The task ->
Look through the lines below and extract any with the word "green".

——————

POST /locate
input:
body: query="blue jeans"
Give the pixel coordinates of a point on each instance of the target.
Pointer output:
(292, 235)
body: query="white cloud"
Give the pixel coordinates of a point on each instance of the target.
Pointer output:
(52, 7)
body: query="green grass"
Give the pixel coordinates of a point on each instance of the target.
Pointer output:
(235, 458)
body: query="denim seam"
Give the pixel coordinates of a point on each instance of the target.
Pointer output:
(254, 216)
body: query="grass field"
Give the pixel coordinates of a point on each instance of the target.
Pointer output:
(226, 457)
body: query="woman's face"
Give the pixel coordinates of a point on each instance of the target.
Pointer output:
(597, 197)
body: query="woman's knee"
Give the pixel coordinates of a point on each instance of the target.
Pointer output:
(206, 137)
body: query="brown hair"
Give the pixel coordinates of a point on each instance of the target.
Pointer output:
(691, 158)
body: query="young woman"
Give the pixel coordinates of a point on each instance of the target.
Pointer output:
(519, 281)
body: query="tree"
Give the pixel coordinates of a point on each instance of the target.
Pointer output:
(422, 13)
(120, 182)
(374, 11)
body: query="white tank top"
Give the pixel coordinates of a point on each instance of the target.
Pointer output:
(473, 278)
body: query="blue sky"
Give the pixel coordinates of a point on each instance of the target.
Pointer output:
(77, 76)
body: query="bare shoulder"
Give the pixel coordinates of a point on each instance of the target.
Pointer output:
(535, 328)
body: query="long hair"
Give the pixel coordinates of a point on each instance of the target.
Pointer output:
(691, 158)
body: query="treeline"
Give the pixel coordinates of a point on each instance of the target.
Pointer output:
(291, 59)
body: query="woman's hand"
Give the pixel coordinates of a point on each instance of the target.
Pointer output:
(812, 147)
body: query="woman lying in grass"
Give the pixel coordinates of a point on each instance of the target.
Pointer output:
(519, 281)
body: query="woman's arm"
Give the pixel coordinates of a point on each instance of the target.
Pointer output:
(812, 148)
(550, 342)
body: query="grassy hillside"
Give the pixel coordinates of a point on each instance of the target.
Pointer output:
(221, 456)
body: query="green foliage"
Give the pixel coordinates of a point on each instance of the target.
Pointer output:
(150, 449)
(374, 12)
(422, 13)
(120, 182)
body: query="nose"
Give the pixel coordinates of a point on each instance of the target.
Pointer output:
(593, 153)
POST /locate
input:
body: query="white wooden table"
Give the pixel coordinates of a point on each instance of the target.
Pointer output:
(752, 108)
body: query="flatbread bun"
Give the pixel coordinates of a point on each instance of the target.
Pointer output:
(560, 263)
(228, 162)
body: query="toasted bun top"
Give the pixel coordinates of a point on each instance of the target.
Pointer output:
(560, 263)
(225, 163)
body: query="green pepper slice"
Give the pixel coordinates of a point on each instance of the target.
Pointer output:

——————

Solved problem ->
body: query="green grass"
body: query="green foliage"
body: query="green pepper slice"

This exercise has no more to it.